VORLIEGENDER TEXT
Entscheidungsstichwort (Thema)

Ermittlung des gemeinen Werts einer Zuwendung nach § 278 Abs. 2 AO bei einem dinglich belasteten Grundstück

 

Leitsatz (amtlich)

Ist im Rahmen einer Inanspruchnahme nach § 278 Abs. 2 AO ein dinglich belastetes Grundstück Gegenstand der Zuwendung, so hat der Zuwendungsempfänger als Grundlage der Bemessung des Vermögensvorteils nicht den vollen Wert, sondern nur den um den Wert der Belastung geminderten Wert des Grundstücks erlangt.

 

Normenkette

AO § 278 Abs. 1-2

 

Nachgehend

BFH (Urteil vom 11.12.2007; Aktenzeichen VII R 1/07)

 

Tatbestand

Streitig ist die Rechtmäßigkeit eines Bescheids nach § 278 Abs. 2 Abgabenordnung -AO-.

ARBEITSAUFTRÄGE
1. Fasse den Entscheidungstext oben in zwei Sätzen zusammen.
2. Warum wird nach dem Leitsatz im Entscheidungstext oben bei einem dinglich belasteten Grundstück nicht der volle Grundstückswert zugrunde gelegt? Antworte in höchstens zwei Sätzen.
3. Gib aus dem Entscheidungstext oben den Abschnitt wörtlich wieder, der bei „Ist im Rahmen“ beginnt und bei „des Grundstücks erlangt.“ endet.

BEREITGESTELLTES MATERIAL
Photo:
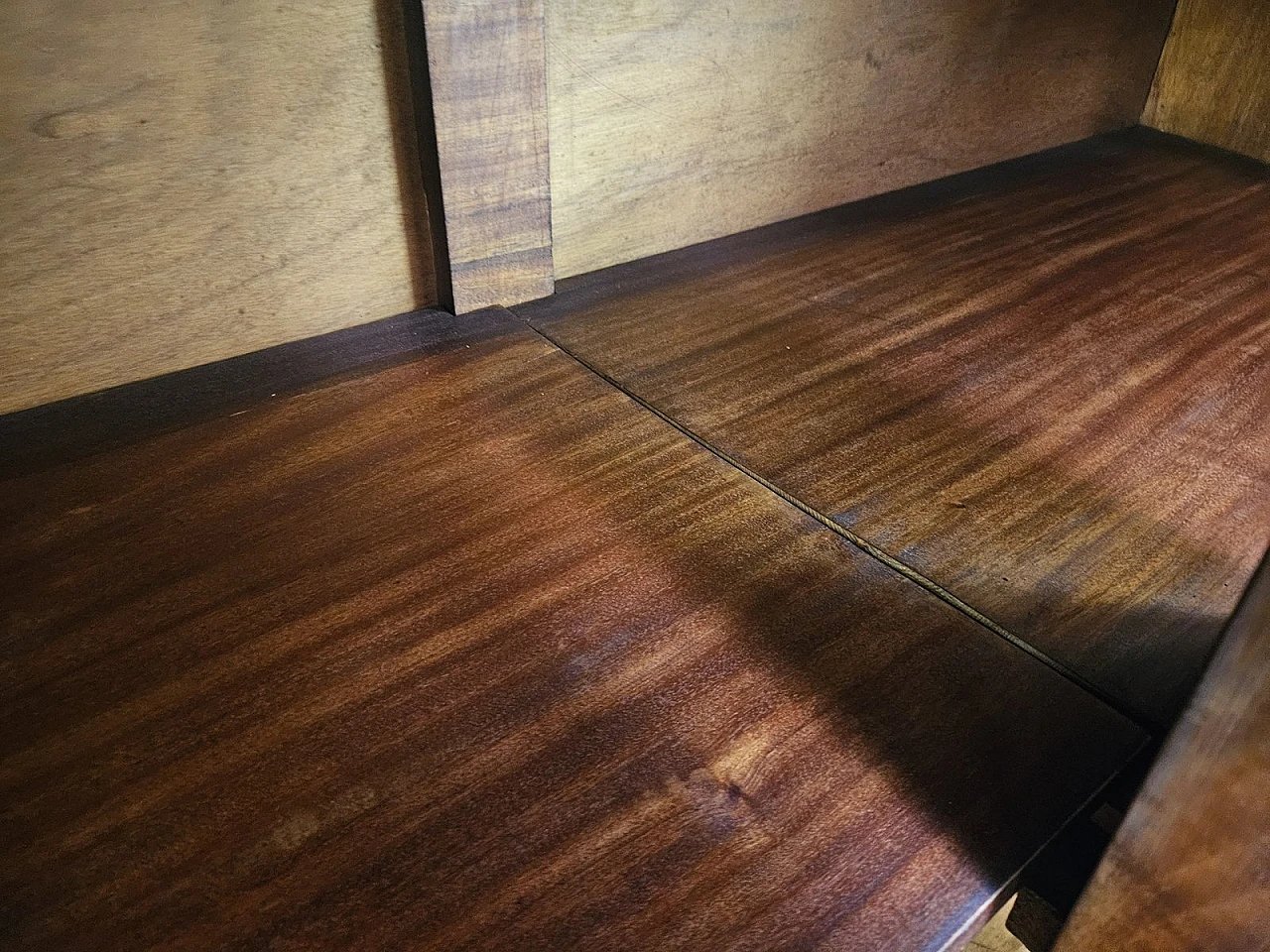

ERGEBNISSE JE AUFGABE
1. Streitig ist die Rechtmäßigkeit eines Bescheids nach § 278 Abs. 2 AO. Laut amtlichem Leitsatz erlangt der Zuwendungsempfänger bei einem dinglich belasteten Grundstück als Grundlage für die Bemessung des Vermögensvorteils nicht den vollen Wert, sondern nur den um den Wert der Belastung geminderten Wert.

2. Der Zuwendungsempfänger hat in diesem Fall nur den um den Wert der Belastung geminderten Wert des Grundstücks erlangt. Deshalb dient dieser geminderte Wert als Grundlage für die Bemessung des Vermögensvorteils.

3.
Ist im Rahmen einer Inanspruchnahme nach § 278 Abs. 2 AO ein dinglich belastetes Grundstück Gegenstand der Zuwendung, so hat der Zuwendungsempfänger als Grundlage der Bemessung des Vermögensvorteils nicht den vollen Wert, sondern nur den um den Wert der Belastung geminderten Wert des Grundstücks erlangt.